__Exercise aim__. Rewrite the section that opens with the line containing "Project brief: we need tight boxes for every sign" and closes with the line containing "xmin=527 ymin=34 xmax=600 ymax=170", putting "utility pole" wherever "sign post" appears and leaving everything else as it is.

__Source material__.
+++++
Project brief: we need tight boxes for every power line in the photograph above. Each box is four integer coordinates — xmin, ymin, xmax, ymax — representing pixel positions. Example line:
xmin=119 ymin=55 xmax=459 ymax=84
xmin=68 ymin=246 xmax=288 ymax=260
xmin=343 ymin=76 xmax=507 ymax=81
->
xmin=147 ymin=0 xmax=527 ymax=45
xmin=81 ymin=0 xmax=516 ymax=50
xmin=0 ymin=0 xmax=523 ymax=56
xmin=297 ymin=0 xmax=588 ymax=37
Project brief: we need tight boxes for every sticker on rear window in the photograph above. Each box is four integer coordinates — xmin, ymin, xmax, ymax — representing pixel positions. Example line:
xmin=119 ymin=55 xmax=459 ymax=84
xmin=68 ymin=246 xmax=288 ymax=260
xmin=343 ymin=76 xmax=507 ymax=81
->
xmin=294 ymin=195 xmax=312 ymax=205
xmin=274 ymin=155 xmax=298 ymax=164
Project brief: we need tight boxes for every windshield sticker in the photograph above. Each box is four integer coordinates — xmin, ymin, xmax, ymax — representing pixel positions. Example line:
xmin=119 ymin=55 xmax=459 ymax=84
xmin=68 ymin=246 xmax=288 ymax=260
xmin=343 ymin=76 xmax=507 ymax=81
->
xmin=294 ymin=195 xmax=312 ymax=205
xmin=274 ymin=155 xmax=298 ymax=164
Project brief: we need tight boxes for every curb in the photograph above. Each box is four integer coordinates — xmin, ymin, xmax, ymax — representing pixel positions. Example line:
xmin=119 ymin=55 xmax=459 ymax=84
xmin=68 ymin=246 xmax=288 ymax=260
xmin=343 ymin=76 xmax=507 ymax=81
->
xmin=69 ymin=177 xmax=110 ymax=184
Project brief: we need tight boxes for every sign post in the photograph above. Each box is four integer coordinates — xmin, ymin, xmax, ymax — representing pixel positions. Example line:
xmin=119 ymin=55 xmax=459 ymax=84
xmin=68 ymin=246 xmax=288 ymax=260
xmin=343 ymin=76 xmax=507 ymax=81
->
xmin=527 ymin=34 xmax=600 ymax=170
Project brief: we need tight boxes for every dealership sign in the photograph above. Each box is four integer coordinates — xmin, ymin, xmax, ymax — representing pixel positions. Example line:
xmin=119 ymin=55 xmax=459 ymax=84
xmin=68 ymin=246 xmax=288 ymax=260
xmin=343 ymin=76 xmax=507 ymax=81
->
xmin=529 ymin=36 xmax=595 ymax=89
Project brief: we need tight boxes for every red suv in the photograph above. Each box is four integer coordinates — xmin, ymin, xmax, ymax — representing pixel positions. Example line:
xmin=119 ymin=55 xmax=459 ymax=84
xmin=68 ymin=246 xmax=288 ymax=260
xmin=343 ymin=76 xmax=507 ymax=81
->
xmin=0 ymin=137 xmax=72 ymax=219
+++++
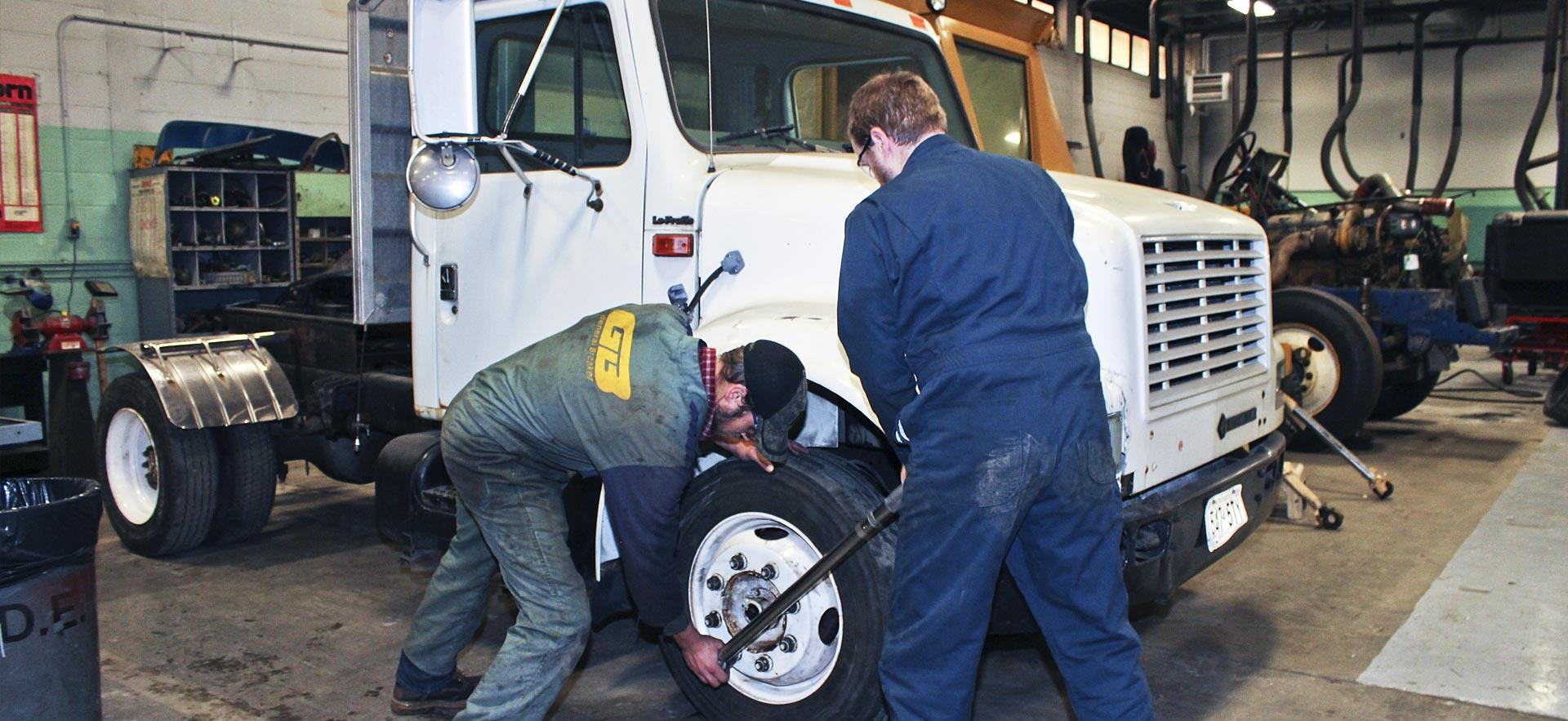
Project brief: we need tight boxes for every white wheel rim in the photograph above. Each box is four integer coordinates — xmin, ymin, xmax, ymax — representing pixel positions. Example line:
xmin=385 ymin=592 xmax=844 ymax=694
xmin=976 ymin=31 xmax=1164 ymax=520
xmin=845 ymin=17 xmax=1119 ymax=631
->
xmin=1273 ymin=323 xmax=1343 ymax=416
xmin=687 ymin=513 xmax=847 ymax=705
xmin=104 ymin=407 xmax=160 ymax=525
+++++
__The reply__.
Project brief: we need tight boxes for every utility pole in the photograph above. Each box is four integer coordinates — xmin, ymin, xmax, ymax — representing pixel positions. Example line:
xmin=119 ymin=55 xmax=459 ymax=84
xmin=68 ymin=246 xmax=288 ymax=260
xmin=343 ymin=76 xmax=507 ymax=81
->
xmin=527 ymin=34 xmax=600 ymax=170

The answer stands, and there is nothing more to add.